Kızı anlatmak gerekirse kendisinin bir Stepford Wife ve Charlote York (Sex and the City) kırması bir Türk olduğuna kanaat getirdim. "Ben iyi aile kızıyım", "Ben iyi bir terbiye aldım", "Ben ahlak kuralları çerçevesinde yaşarım", "Ben Beyoğlu'na asla gitmem çünkü büyüklerim bana öyle tembihledi" döktürdüğü incilerden bazıları. Aslında kızı liseden beri tanıdığım için bu üstte yazdıklarımın meali: "Ben her daim derslerime çok çalıştığım için bir sosyal hayatım yok. Aslında benim bu zamana kada bir erkek arkadaşım bile olmadı; çünkü bu Türk örf ve adetlerine aykırı... Bu yüzden fazla yargıcı ve şımarık bir kaltak oldum".
■ ■ ■ ■
#### [Çalışma Talimatları]
1/ Şu ifadelerin verilen metinle uyuşup uyuşmadığını evet ya da hayır diye belirtin ve her birini metinden aynen alıntılanan belirleyici sözlerle destekleyin: (a) Anlatıcı kızı liseden beri tanıyor. (b) Kız, Beyoğlu'na sık sık gittiğini söylüyor. (c) Anlatıcı, kızı bir Stepford Wife ile Sex and the City'deki bir karakterin karışımı olarak görüyor.
2/ Verilen metinde kızın "döktürdüğü incilerden bazıları" olarak sıralanan sözlerin hepsini yazın.
Sonraki veriler, verilen metinden ayrı bir malzemedir.

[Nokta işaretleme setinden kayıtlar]
■ ■ ■ ■
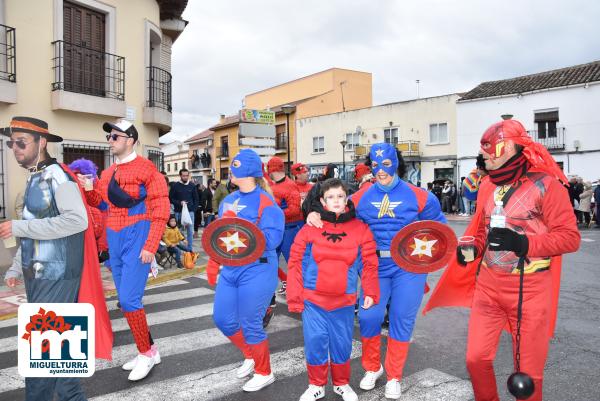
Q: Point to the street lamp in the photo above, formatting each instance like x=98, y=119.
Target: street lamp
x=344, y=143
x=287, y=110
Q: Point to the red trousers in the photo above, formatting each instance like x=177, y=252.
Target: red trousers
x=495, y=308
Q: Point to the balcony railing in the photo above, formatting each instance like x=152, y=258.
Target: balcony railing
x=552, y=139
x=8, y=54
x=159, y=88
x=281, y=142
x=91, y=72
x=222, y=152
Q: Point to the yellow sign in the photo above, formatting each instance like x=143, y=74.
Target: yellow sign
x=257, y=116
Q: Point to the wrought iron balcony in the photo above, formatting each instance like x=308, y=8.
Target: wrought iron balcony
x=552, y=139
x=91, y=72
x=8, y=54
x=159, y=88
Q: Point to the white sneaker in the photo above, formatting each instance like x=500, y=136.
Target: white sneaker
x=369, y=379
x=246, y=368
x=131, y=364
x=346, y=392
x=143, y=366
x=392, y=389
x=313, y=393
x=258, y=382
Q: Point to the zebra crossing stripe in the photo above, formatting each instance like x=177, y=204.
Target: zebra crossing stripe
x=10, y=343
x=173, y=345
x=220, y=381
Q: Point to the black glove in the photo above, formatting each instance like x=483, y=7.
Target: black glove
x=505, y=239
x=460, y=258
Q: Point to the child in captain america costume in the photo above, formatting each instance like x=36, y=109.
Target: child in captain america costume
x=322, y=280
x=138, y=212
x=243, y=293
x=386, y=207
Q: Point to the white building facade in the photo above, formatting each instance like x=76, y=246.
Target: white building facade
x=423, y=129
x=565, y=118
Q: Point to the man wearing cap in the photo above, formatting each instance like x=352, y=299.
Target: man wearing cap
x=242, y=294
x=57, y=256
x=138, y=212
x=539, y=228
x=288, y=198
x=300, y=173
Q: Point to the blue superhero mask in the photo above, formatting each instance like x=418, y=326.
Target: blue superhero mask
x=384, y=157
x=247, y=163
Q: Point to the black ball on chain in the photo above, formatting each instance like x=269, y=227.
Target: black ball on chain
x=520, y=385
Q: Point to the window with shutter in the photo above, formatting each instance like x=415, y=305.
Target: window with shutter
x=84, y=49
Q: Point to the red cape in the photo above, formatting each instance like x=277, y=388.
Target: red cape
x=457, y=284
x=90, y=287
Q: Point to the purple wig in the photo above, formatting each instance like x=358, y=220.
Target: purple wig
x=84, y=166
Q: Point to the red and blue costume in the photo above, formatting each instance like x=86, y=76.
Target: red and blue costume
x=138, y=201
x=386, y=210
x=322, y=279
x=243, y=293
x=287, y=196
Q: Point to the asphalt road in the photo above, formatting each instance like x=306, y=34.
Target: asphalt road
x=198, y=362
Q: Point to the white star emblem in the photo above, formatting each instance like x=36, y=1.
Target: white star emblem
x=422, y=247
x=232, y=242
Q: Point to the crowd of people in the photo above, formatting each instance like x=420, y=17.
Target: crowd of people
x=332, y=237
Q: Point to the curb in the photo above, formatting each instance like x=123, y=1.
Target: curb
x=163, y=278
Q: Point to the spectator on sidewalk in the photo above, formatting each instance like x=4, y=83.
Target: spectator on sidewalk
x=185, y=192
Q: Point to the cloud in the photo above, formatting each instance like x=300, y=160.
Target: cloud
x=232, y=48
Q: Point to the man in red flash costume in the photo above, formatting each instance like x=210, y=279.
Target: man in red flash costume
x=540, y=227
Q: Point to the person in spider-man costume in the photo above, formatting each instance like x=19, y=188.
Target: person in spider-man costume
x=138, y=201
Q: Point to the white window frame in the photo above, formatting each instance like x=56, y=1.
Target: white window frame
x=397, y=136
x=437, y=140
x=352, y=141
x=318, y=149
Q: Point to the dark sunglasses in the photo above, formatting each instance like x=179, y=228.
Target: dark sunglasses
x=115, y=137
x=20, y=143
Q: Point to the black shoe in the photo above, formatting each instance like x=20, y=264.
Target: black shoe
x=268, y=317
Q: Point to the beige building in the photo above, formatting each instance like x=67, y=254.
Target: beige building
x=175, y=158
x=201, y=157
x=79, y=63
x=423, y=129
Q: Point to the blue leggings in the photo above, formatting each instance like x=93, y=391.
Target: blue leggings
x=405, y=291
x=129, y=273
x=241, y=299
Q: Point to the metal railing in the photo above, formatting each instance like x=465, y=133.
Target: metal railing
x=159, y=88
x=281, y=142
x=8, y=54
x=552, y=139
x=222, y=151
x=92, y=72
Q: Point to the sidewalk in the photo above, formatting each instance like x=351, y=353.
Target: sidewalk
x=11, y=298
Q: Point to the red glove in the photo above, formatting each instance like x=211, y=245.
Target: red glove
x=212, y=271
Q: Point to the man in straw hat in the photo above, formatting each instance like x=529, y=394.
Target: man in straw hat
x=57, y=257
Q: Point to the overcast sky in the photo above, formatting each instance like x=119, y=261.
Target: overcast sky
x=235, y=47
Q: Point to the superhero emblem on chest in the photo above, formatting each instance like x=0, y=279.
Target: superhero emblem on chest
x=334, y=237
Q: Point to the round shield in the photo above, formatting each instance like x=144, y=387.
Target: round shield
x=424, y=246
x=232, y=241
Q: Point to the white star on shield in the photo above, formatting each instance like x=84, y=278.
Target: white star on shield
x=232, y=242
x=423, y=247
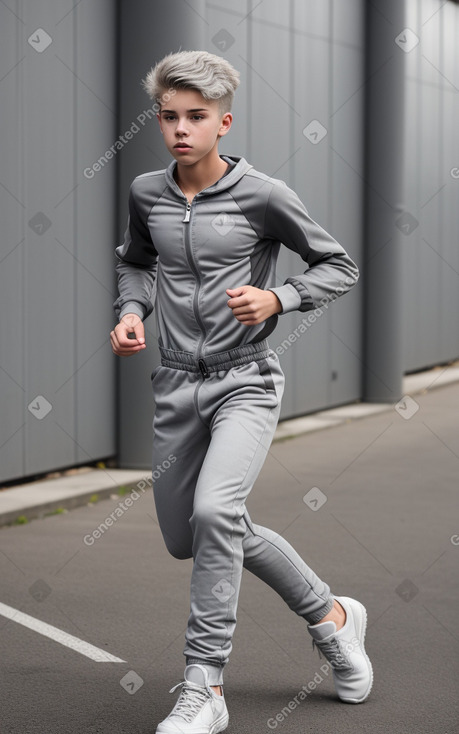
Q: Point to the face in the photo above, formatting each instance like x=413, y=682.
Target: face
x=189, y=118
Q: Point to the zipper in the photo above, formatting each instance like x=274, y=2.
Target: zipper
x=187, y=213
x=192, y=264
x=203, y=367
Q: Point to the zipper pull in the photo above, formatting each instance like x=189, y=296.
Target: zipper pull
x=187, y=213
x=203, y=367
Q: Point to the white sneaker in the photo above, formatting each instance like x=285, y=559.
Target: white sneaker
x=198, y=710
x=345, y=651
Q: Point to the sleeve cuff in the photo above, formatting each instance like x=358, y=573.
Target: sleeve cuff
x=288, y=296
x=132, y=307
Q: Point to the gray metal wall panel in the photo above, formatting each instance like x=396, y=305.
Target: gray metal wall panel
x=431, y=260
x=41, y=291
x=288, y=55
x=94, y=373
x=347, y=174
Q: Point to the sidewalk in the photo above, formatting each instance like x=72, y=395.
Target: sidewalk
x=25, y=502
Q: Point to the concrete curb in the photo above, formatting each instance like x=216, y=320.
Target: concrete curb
■ ■ ■ ■
#### [Yanıtlar]
1/
(a) Evet: "Aslında kızı liseden beri tanıdığım için"
(b) Hayır: "Ben Beyoğlu'na asla gitmem çünkü büyüklerim bana öyle tembihledi"
(c) Evet: "bir Stepford Wife ve Charlote York (Sex and the City) kırması bir Türk olduğuna kanaat getirdim"

2/
"Ben iyi aile kızıyım"
"Ben iyi bir terbiye aldım"
"Ben ahlak kuralları çerçevesinde yaşarım"
"Ben Beyoğlu'na asla gitmem çünkü büyüklerim bana öyle tembihledi"